## Actions to take
a. Answer these questions about the passage on AI and agricultural data:
(i) Which companies has The New York Times sued?
(ii) What legal doctrine allows limited use of copyrighted works in certain areas?
(iii) What does the passage say tech platforms should now explain to users?
b. Proceed with the passage on AI and agricultural data, starting after its last sentence.

## Provided passage

>>>

Artificial intelligence (AI) use is on the rise in agriculture and elsewhere, thanks to generative AI platforms like OpenAI’s ChatGPT. AI is often described as a Black Box, where data is fed into the box and decisions are made, without anyone knowing exactly how the Black Box arrived at the result. Considering that the AI decisions are made in secrecy, is there room for a discussion of transparency when talking about AI? Yes.
AI tools require vast amounts of training data to make informed, accurate decisions. Where that training data originated, and from whom, matters when building an AI tool. We are starting to see lawsuits arising from AI tools allegedly using unlicensed data. The New York Times has sued Microsoft and Open AI alleging that their tools used Times’ articles without permission to train the software companies’ AI tools. Times’ articles are copyrighted and cannot be used without permission, except in cases of “fair use” which is well established legal doctrine allowing limited use of copyrighted works in certain areas (such as for education).
Data need not be copyrighted to be protected from use by AI tools without permission. Ag data platforms typically license farmers’ agricultural data for use in their platforms. Often such use is limited by the user agreement (as it should be) to specific uses authorized by the farmer within the platform. In other instances, the license is broad and gives the tech company the right to use ag data for any lawful use. Either way, the time has come for tech platforms to explain to users whether their data will be used to train AI platforms.

<<<

## Material provided
>>>

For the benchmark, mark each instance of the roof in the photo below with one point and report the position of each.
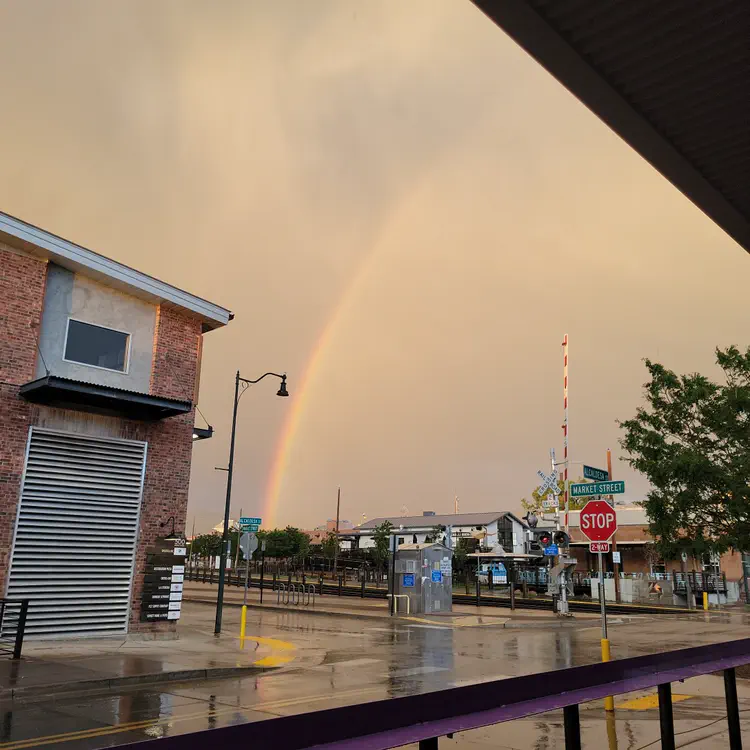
(670, 78)
(78, 259)
(428, 522)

<<<

## Exercise responses
a.
(i) Microsoft and OpenAI.
(ii) Fair use.
(iii) Whether their data will be used to train AI platforms.

b.
The Ag Data Transparent organization recently undertook a review and update of the Core Principles for Ag Data Use. One of these core principles is “Transparency.” Transparency requires tech providers to inform users of how data will be used. When it comes to AI, this means explaining whether data is used to train AI models. Here is the entire principle:
Transparency:
[Ag Tech] Providers shall inform farmers about the purposes for which they collect and use ag data. Providers shall provide information about how farmers can contact the providers with any inquiries or complaints. Providers shall explain the choices the providers offer for limiting its use and disclosure. A provider’s operating principles, policies and practices should be transparent and fully consistent with the terms and conditions in their published legal contracts. Providers should explain whether ag data will be used in training machine learning or artificial intelligence models.
No doubt that many tech companies will not take this advice and simply (mis)appropriate data already obtained from users to train their AI models, with the users never knowing their data was fed into the Black Box. This is a dangerous game, as cases like the Times’ versus Open AI are showing. Transparency with data requires more.